Data to process =
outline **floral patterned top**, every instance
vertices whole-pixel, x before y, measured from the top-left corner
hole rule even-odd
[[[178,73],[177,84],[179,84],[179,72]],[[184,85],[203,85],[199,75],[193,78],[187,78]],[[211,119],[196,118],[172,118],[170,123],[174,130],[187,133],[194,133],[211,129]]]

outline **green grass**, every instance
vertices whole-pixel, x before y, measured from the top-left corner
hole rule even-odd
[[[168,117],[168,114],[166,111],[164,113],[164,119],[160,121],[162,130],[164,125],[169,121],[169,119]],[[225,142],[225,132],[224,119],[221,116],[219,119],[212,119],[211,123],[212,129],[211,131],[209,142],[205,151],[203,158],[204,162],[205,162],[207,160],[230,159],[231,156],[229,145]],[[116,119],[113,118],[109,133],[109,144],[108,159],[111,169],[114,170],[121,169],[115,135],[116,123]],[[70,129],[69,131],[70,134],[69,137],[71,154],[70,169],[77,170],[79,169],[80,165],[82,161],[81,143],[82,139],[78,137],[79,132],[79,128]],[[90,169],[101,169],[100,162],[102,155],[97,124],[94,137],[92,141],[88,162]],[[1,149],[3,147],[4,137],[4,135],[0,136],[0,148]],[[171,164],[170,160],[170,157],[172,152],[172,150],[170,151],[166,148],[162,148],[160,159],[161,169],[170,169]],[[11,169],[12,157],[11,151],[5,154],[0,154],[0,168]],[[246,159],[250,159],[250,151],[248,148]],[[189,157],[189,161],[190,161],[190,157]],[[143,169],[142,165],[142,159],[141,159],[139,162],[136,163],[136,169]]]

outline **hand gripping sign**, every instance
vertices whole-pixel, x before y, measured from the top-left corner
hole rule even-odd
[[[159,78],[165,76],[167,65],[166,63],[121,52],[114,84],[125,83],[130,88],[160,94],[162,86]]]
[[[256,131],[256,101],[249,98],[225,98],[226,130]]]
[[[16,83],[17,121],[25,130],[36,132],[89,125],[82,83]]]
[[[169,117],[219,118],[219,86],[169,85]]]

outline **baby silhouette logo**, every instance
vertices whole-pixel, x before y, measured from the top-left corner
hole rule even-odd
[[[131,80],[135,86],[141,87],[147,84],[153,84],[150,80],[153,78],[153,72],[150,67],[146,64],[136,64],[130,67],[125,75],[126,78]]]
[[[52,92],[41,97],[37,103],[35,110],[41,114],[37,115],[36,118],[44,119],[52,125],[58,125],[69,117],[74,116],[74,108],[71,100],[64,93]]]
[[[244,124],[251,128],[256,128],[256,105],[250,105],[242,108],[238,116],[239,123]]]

* * *

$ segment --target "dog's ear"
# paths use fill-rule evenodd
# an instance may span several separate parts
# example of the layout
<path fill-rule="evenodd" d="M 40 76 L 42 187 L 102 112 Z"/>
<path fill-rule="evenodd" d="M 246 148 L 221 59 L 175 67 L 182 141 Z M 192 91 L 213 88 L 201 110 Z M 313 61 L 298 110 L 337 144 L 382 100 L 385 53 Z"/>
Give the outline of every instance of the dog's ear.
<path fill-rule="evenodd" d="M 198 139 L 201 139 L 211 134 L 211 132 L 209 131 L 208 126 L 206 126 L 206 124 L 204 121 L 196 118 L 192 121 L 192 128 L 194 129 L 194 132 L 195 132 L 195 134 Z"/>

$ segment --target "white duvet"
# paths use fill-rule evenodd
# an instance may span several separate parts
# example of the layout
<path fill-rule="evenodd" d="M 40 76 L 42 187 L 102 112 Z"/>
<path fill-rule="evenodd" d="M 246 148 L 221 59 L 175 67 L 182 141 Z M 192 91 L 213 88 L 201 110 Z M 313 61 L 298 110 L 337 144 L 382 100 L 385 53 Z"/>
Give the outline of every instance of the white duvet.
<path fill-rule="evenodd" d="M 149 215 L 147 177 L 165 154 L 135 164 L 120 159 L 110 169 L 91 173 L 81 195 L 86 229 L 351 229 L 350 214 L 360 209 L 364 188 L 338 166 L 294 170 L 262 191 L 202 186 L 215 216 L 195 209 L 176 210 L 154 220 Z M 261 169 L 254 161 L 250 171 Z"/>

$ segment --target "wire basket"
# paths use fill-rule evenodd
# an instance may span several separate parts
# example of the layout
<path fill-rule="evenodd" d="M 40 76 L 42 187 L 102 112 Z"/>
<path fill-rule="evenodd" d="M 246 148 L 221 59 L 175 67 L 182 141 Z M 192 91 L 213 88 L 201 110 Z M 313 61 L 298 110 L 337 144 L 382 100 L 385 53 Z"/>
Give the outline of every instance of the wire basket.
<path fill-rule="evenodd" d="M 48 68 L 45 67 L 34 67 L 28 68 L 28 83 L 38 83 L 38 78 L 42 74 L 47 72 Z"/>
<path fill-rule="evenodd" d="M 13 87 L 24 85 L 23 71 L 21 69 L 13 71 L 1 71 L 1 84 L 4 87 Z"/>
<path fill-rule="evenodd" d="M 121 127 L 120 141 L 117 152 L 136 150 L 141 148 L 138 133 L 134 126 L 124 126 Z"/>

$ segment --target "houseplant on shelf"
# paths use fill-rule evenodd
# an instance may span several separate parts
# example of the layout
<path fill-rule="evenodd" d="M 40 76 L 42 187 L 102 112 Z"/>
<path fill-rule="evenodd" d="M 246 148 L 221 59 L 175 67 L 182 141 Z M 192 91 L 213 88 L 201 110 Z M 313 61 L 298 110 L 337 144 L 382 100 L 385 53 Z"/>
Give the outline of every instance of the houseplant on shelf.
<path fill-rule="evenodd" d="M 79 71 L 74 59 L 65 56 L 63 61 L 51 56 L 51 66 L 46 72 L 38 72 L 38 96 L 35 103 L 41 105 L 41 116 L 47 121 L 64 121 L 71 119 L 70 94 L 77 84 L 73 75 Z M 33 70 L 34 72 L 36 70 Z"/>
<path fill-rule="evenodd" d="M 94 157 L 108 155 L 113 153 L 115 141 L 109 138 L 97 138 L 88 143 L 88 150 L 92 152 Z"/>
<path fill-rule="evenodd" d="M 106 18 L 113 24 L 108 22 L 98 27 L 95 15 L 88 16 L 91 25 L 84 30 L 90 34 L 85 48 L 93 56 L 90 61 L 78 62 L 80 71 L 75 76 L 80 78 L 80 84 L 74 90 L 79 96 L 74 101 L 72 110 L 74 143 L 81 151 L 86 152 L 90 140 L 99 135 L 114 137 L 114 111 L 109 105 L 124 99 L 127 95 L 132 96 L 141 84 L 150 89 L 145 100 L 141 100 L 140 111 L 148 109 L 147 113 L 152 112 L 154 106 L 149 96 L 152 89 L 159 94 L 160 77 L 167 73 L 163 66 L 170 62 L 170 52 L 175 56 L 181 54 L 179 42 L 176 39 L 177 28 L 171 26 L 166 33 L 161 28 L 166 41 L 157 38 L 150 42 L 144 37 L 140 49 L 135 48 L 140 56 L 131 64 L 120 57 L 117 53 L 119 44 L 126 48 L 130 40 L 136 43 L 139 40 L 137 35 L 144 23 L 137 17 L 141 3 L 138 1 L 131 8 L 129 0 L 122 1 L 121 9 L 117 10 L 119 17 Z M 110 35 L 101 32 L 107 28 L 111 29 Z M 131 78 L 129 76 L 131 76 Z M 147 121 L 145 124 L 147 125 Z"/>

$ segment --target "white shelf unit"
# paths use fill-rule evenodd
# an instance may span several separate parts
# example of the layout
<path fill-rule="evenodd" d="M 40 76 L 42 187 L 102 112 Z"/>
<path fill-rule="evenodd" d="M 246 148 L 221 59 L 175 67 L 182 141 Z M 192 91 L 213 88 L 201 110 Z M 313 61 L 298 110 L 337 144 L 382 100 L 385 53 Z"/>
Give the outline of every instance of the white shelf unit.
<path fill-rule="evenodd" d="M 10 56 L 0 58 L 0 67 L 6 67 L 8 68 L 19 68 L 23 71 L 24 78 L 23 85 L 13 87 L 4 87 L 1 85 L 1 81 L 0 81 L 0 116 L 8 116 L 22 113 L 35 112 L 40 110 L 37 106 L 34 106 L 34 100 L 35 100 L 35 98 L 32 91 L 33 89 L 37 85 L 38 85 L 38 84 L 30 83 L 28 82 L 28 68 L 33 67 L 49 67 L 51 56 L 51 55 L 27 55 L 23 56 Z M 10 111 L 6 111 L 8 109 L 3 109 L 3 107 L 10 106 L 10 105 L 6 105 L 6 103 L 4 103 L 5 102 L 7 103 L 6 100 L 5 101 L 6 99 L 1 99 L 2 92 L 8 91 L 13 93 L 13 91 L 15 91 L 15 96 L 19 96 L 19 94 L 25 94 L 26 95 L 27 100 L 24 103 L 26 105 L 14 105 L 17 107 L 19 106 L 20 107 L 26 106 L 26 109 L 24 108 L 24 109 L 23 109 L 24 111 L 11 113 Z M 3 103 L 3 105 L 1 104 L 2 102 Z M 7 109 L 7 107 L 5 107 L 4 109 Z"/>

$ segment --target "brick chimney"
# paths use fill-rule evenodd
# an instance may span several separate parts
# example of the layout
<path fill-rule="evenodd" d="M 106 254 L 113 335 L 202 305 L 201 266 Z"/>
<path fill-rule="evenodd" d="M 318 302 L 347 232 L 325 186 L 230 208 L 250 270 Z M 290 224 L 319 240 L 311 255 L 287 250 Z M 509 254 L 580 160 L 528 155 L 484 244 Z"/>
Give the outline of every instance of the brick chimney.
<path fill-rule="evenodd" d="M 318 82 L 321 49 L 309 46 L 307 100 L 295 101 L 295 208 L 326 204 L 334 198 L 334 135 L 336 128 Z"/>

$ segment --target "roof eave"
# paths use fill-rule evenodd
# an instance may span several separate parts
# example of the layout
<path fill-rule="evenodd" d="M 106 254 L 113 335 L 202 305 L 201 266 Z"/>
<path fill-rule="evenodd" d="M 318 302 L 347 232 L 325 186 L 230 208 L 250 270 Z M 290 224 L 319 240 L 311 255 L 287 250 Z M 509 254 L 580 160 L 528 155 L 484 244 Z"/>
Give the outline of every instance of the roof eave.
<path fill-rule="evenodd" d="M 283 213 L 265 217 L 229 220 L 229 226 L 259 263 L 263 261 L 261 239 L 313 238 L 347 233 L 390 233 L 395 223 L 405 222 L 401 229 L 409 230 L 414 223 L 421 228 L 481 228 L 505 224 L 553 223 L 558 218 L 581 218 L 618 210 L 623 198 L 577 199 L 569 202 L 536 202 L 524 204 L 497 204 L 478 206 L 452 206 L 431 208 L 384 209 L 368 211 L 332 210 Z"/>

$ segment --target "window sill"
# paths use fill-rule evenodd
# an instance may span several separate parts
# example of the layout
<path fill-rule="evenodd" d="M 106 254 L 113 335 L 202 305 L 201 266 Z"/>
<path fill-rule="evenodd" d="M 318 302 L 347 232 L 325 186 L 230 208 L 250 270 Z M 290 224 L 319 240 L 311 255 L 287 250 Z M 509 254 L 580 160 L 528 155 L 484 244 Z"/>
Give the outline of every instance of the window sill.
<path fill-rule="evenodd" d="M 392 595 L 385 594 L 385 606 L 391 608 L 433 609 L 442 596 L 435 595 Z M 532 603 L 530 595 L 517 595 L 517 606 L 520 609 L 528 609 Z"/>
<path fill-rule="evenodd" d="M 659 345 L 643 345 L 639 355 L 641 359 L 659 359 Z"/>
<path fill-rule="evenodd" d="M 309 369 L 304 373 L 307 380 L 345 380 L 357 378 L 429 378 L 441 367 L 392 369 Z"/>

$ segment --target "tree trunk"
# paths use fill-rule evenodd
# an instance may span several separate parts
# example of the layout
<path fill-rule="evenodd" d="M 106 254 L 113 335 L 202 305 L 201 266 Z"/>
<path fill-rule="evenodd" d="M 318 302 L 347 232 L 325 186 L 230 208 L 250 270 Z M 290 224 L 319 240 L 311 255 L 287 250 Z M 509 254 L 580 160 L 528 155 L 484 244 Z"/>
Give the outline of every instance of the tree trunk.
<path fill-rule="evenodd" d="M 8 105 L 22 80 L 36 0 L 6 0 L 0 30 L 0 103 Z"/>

==

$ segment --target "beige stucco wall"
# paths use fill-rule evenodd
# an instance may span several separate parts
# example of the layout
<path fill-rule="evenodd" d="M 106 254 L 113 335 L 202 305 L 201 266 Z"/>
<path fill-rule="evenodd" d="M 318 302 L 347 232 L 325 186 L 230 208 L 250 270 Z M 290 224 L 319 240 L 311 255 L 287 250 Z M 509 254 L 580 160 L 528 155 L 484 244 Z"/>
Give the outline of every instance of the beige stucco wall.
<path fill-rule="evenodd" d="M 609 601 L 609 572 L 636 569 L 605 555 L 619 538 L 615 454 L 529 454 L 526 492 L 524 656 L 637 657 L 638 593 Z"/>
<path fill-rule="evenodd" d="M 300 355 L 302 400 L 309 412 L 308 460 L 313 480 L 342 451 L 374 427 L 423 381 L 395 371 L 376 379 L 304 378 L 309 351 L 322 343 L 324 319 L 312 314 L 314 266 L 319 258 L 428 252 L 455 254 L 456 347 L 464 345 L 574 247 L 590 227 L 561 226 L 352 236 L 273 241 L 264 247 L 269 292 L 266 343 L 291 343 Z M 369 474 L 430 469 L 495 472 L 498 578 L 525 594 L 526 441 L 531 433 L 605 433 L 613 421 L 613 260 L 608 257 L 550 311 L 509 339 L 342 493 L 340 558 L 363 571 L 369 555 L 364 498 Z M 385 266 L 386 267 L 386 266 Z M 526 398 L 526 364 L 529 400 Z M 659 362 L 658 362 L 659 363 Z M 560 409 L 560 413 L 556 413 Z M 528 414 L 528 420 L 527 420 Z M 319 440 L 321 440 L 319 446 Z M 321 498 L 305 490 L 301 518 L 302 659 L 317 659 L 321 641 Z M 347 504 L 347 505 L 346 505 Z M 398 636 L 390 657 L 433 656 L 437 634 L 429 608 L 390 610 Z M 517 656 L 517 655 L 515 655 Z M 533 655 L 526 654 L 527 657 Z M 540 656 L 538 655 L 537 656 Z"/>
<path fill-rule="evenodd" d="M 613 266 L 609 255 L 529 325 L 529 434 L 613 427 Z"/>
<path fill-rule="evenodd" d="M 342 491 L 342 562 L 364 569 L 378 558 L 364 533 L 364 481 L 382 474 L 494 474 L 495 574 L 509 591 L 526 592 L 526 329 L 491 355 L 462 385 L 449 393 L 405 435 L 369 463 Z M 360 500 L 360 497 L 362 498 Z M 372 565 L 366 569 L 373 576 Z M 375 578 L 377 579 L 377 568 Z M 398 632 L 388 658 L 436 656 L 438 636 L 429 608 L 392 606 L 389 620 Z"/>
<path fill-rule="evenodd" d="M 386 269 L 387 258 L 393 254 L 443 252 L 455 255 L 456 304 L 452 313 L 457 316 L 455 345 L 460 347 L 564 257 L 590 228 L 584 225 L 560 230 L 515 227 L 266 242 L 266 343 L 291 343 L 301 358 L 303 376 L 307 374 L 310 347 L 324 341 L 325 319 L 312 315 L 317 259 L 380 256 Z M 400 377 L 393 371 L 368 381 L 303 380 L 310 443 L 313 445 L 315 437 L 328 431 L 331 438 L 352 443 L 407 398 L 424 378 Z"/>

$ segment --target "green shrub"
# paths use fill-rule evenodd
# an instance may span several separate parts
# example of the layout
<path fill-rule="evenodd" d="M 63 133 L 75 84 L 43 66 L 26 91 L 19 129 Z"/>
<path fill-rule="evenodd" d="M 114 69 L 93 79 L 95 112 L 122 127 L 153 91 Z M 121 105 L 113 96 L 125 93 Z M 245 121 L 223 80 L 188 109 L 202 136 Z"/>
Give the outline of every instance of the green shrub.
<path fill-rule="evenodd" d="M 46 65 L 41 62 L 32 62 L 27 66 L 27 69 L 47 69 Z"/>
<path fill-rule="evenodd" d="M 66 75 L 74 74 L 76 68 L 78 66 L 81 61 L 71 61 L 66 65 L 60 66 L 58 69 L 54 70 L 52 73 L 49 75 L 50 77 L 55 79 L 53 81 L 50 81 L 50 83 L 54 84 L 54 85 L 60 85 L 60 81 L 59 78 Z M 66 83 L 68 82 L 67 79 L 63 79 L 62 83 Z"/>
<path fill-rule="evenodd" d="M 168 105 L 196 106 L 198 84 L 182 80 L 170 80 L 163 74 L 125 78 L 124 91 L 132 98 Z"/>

Exercise directions = Gather every line of the records above that contains the word "houseplant". The match is case-sensitive.

Output below =
$ segment --target "houseplant on shelf"
Give the outline of every instance of the houseplant on shelf.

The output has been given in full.